• The exercise:
Copy the data below, substituting "Mark" for each occurrence of "Tag" and keeping everything else the same. Leave the pictures out of your copy.
##### Stored rows
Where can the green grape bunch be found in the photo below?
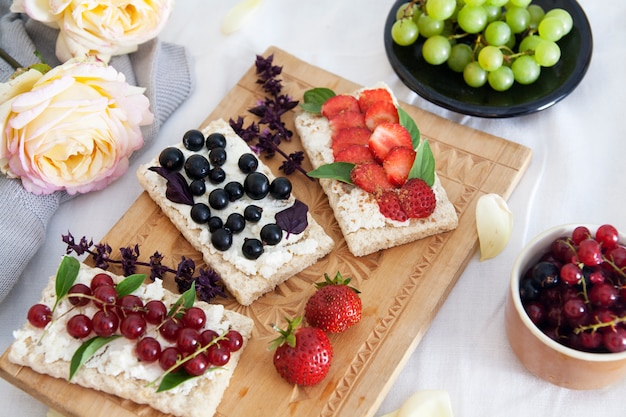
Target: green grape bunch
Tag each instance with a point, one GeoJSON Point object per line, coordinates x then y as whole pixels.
{"type": "Point", "coordinates": [489, 42]}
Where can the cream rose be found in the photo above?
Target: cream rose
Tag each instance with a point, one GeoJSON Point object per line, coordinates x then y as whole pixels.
{"type": "Point", "coordinates": [98, 27]}
{"type": "Point", "coordinates": [72, 128]}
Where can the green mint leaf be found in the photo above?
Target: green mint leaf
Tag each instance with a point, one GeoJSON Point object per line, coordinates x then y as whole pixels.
{"type": "Point", "coordinates": [315, 97]}
{"type": "Point", "coordinates": [424, 164]}
{"type": "Point", "coordinates": [409, 124]}
{"type": "Point", "coordinates": [184, 302]}
{"type": "Point", "coordinates": [337, 171]}
{"type": "Point", "coordinates": [66, 276]}
{"type": "Point", "coordinates": [86, 351]}
{"type": "Point", "coordinates": [129, 284]}
{"type": "Point", "coordinates": [173, 379]}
##########
• Output of the exercise:
Where can the green grape bunch be found in the photo below?
Target: green grape bunch
Mark each instance with a point, one GeoJSON Point object per line, coordinates x then y as whole pixels.
{"type": "Point", "coordinates": [489, 42]}
Where can the cream rose be found in the photo above?
Target: cream rose
Mark each instance with a point, one GeoJSON Point object per line, coordinates x then y as whole pixels.
{"type": "Point", "coordinates": [98, 27]}
{"type": "Point", "coordinates": [72, 128]}
Where can the green mint leaf be found in the photo above?
Target: green mint leaf
Mark each instance with a point, one GeoJSON Point object per line, coordinates x then y as whole pixels.
{"type": "Point", "coordinates": [315, 97]}
{"type": "Point", "coordinates": [424, 164]}
{"type": "Point", "coordinates": [409, 124]}
{"type": "Point", "coordinates": [184, 302]}
{"type": "Point", "coordinates": [337, 171]}
{"type": "Point", "coordinates": [66, 276]}
{"type": "Point", "coordinates": [86, 351]}
{"type": "Point", "coordinates": [129, 284]}
{"type": "Point", "coordinates": [173, 379]}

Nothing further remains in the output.